Selected excerpt START

Bernanke, Trichet see key emerging economies role
The heads of the Federal Reserve and the European Central Bank on Monday both singled out emerging economies as key to global financial stability.
Federal Reserve Chairman Ben Bernanke said the world economy depends ever more on emerging markets to maintain strong domestic growth and economic and financial stability.
Improvements in emerging market policies and policy frameworks ... have ramifications beyond the emerging market economies themselves, he said in videotaped remarks prepared for delivery to a conference sponsored by the Bank of Korea.
Bernanke did not discuss the outlook for the U.S. economy or interest rates.
His remarks were echoed by European Central Bank President Jean-Claude Trichet who said in separate videotaped comments to the conference that emerging economies have been a source of strength in the global financial crisis.
One distinctive aspect of this crisis has been its originating in industrial economies. Emerging countries have also been severely affected, but as a group remained a source of strength for the world economy, Trichet said in the prepared comments.
Commenting on South Korea, Bernanke said actions taken by its government and central bank since the Asian financial crisis of the late 1990s helped it weather the crisis that swept economies around the world in 2007-2009.
South Korea had amassed a budget and trade surplus and pushed banks to prepare for shocks, Bernanke said. In addition, its central bank's move to focus on domestic price stability rather than on stabilizing exchange rates also helped the country during the turmoil.
As a result of a formal inflation-targeting regime adopted by South Korea's central bank in 1998, it could lower rates during the crisis without scaring investors off, Bernanke said.
In earlier crises, foreign investors were not inclined to give emerging market policy makers the benefit of the doubt when they promised low inflation and sustainable fiscal policies, he said.

Selected excerpt END

Assigned task 1: Reproduce word for word the portion of the article on emerging economies between "As a result" and "policies, he said.", inclusive.
Assigned task 2: Condense the paragraph of the article on emerging economies that begins "South Korea had amassed a budget and trade surplus" into a shorter version that retains its main facts.

Data for review START

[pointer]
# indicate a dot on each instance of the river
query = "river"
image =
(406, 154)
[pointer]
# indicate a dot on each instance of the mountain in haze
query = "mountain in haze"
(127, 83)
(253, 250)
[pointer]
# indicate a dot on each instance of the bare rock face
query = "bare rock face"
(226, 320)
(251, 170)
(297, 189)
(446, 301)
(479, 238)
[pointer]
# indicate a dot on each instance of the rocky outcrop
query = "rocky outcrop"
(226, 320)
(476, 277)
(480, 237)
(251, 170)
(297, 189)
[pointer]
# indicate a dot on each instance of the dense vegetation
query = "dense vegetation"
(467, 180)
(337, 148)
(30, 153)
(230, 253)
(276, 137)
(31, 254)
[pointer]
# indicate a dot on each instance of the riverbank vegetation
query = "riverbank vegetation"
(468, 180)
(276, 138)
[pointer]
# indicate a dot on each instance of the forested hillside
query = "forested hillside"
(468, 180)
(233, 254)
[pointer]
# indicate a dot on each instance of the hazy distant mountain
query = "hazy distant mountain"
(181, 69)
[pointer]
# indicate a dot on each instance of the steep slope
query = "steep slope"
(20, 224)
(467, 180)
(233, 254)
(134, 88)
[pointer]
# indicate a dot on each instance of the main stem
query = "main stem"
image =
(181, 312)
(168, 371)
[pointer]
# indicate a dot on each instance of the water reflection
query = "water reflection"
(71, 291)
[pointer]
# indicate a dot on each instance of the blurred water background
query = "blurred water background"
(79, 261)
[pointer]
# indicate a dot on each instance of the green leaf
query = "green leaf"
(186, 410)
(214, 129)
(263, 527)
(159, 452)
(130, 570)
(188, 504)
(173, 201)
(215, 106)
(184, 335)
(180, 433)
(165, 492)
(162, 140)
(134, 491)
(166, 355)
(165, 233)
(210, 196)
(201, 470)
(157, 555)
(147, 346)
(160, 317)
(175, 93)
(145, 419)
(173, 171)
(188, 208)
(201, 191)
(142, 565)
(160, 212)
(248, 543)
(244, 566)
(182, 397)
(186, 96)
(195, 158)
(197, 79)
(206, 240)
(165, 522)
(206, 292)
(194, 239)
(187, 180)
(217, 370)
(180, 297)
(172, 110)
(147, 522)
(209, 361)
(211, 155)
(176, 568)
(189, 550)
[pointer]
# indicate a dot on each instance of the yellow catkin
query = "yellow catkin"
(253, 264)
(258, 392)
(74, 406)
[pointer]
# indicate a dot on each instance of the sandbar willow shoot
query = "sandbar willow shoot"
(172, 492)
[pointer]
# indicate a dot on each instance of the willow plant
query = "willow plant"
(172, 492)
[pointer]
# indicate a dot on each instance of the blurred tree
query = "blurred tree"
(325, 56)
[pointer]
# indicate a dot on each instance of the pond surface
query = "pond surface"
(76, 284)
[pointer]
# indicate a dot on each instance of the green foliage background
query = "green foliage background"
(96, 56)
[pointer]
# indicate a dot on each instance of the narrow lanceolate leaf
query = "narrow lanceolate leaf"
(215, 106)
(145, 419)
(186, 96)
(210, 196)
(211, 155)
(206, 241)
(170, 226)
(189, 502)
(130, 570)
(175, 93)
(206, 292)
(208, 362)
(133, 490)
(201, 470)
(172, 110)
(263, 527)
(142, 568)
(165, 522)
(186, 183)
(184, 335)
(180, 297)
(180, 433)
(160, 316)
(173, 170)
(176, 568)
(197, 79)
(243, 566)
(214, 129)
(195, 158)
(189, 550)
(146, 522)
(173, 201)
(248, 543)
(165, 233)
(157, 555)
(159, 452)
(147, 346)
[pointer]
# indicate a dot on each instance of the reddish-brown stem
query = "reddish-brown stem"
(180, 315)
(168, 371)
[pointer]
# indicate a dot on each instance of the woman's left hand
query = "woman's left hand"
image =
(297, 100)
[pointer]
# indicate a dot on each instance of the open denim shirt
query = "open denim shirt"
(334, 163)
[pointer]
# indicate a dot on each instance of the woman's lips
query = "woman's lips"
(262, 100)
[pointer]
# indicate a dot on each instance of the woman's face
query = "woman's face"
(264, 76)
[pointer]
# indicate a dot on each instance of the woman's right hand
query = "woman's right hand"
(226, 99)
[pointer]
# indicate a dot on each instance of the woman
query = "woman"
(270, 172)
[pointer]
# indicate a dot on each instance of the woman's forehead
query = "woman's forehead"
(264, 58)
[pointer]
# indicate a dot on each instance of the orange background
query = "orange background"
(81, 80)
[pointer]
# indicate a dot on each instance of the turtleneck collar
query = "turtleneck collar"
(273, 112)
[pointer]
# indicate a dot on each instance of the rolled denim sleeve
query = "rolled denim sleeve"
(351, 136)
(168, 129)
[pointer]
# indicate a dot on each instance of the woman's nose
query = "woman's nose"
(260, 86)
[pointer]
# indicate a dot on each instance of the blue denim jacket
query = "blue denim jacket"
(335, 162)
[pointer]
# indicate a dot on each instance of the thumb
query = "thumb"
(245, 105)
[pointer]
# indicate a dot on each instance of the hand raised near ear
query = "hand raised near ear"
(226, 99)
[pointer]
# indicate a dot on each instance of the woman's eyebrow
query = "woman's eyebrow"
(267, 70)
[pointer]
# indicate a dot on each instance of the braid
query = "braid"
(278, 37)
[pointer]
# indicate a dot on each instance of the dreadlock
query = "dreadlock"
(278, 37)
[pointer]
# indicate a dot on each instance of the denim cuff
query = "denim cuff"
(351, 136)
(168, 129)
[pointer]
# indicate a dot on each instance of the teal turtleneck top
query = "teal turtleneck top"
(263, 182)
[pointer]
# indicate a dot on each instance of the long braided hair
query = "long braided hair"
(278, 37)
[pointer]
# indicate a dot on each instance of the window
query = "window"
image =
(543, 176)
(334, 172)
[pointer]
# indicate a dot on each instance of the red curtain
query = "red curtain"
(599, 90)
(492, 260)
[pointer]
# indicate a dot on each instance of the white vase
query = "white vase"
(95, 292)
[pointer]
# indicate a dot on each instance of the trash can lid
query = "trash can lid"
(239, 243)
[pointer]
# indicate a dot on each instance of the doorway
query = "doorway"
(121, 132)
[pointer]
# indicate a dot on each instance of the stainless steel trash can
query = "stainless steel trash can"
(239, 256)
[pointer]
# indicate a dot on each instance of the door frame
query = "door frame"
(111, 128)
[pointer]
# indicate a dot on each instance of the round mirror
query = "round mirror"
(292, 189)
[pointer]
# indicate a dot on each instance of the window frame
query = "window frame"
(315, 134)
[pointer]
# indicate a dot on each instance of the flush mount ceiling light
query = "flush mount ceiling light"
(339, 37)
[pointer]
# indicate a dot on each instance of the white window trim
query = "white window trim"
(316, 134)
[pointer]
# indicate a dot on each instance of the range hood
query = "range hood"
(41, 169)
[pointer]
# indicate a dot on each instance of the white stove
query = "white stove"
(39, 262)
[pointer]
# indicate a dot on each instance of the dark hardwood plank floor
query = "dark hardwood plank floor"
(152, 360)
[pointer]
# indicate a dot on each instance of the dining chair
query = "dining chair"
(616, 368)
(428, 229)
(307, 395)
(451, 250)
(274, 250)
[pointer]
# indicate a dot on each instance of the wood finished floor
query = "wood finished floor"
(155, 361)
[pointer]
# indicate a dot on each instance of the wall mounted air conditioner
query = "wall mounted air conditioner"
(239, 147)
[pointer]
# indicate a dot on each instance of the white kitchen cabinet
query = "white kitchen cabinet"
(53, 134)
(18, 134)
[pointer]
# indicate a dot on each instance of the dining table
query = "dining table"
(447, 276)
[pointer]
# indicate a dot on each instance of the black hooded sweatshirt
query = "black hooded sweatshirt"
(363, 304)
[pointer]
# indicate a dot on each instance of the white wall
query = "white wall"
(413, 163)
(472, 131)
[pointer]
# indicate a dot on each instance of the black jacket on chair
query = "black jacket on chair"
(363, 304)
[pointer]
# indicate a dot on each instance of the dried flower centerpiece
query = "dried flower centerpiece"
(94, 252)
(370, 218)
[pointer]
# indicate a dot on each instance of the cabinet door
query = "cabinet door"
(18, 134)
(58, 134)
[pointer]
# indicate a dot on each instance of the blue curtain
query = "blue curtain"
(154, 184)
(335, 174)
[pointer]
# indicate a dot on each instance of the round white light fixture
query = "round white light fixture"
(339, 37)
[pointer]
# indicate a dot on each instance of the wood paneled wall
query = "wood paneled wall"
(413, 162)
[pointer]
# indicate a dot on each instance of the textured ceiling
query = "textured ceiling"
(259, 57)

Data for review END

Exercise output 1:
As a result of a formal inflation-targeting regime adopted by South Korea's central bank in 1998, it could lower rates during the crisis without scaring investors off, Bernanke said.
In earlier crises, foreign investors were not inclined to give emerging market policy makers the benefit of the doubt when they promised low inflation and sustainable fiscal policies, he said.

Exercise output 2: According to Bernanke, South Korea built up budget and trade surpluses and had its banks prepare for shocks. Its central bank's focus on domestic price stability, not exchange-rate stabilization, also helped it through the turmoil.